# [GIVEN PROBLEM A]
In the excerpt on database normalization, what does dept_location depend on in the employees table that violates 3NF?

# [EXTRACT PROVIDED]
______________________________
Now product info is stored once, referenced by foreign key.

Third Normal Form (3NF): No Transitive Dependencies

Rule: Must be in 2NF, and non-key columns must depend directly on the primary key, not on other non-key columns. Problem solved: Data dependency on non-key attributes.

Violates 3NF

Department location depends on department, not directly on employee_id.

employees (BAD):
┌─────────────┬────────┬─────────────┬───────────────────┐
│ employee_id │ name   │ department  │ dept_location     │
├─────────────┼────────┼─────────────┼───────────────────┤
│ 1           │ Alice  │ Engineering │ Building A        │
│ 2           │ Bob    │ Engineering │ Building A        │
│ 3           │ Charlie│ Sales       │ Building B        │
└─────────────┴────────┴─────────────┴───────────────────┘

Problem: dept_location depends on department, 
not directly on employee_id (transitive dependency)

Fixed: 3NF Compliant

Department details in separate table.
______________________________
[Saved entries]
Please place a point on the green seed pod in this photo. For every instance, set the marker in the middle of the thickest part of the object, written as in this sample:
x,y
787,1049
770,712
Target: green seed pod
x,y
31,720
______________________________
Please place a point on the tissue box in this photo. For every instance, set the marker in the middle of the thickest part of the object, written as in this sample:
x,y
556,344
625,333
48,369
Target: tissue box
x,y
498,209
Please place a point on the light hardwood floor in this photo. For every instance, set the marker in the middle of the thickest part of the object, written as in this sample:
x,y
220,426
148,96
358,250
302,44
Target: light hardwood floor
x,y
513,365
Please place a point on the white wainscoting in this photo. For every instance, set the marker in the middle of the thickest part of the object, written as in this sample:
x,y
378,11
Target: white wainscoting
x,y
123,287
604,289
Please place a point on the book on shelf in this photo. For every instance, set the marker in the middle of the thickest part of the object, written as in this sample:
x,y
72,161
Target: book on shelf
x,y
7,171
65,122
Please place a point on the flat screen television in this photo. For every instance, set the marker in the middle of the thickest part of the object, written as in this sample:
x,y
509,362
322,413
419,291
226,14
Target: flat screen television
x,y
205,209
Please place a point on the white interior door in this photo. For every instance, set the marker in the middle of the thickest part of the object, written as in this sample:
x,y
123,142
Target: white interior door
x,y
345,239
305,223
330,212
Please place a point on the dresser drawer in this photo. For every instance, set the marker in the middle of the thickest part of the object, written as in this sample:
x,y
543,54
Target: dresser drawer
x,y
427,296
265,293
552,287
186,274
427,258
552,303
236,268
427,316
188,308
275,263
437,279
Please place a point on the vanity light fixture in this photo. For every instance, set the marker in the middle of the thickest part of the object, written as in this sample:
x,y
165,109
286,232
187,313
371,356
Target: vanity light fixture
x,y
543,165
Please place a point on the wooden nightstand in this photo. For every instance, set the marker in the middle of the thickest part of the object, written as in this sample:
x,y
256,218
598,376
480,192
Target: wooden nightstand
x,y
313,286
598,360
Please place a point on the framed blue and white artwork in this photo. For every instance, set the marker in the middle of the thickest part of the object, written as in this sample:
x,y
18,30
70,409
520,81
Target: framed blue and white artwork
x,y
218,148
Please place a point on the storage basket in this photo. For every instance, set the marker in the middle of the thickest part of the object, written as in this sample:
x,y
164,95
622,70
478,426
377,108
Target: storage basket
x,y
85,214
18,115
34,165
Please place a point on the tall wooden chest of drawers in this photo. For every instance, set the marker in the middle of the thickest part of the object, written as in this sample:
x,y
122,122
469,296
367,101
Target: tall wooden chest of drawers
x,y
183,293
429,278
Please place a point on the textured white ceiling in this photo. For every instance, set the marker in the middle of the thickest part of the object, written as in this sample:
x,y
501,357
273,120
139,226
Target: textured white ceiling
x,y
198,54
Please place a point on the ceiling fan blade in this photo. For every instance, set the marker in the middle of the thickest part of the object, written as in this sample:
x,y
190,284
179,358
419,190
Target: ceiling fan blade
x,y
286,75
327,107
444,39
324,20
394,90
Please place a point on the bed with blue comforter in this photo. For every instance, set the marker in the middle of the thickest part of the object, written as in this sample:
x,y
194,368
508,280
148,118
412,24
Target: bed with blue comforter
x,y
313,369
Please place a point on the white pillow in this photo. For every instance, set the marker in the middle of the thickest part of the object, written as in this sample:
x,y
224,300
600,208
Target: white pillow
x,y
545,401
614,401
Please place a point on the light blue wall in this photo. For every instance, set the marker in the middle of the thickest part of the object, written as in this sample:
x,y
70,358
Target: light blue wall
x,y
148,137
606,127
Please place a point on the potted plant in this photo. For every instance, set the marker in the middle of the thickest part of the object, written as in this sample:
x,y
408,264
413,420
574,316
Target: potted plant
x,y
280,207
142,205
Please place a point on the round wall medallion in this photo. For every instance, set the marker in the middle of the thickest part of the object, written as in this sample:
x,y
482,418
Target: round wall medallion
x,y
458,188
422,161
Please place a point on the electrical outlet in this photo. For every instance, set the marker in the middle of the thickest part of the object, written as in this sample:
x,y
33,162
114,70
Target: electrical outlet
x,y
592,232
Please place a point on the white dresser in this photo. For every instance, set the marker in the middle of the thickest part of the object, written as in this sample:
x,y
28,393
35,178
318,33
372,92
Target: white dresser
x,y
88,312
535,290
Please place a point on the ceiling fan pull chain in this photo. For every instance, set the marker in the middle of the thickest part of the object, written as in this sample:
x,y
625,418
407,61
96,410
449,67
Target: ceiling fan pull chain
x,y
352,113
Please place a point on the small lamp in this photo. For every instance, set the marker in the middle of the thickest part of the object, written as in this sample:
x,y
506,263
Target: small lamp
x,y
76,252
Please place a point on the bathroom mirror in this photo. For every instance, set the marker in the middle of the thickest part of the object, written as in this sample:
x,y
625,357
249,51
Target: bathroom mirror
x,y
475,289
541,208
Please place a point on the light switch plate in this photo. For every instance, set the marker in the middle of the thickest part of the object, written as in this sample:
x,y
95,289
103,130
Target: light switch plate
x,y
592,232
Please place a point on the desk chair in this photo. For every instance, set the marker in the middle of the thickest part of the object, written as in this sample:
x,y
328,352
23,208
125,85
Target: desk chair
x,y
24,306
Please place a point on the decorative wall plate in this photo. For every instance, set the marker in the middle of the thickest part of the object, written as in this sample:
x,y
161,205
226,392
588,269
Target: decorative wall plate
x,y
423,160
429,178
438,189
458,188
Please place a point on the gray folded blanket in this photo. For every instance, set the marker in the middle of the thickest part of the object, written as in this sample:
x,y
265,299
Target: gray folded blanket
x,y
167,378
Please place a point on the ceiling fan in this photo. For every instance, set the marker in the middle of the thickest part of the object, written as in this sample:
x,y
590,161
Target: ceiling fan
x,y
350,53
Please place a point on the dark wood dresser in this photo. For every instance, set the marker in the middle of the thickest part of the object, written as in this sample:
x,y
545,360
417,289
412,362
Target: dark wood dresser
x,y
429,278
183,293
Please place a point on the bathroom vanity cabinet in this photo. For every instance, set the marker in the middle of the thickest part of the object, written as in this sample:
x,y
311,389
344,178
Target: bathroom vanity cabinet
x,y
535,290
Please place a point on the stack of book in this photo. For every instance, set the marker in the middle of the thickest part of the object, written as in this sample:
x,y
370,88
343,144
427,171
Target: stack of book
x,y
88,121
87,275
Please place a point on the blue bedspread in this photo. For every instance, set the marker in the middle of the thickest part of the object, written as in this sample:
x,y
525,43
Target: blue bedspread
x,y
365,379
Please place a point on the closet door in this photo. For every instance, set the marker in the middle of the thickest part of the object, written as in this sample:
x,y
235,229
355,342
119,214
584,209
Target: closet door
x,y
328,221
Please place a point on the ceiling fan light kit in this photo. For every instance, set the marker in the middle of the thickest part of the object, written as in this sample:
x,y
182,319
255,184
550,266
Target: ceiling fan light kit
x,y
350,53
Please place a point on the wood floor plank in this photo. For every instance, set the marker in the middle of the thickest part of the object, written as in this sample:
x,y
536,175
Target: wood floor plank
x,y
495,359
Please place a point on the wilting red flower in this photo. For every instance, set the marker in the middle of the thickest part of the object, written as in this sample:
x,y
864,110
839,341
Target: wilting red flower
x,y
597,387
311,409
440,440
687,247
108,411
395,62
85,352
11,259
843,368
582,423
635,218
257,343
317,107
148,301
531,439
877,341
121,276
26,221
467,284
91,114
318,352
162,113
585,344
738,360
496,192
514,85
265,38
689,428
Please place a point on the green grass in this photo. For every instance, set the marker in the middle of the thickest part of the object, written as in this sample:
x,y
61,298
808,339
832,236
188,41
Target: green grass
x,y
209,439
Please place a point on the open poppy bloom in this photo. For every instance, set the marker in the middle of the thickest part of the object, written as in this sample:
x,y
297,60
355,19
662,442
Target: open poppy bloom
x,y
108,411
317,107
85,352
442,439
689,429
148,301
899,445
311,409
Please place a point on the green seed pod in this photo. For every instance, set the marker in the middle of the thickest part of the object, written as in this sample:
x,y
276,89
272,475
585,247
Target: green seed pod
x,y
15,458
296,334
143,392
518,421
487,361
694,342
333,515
______________________________
# [GIVEN PROBLEM B]
Pull out every line of the listing above that contains the word "desk".

# [RESULT A]
It depends on department, not directly on employee_id.

# [RESULT B]
Please place a point on the desk chair in this photo. For every instance, set the marker in the middle of the thickest part of the object, written as in this sample:
Target: desk chair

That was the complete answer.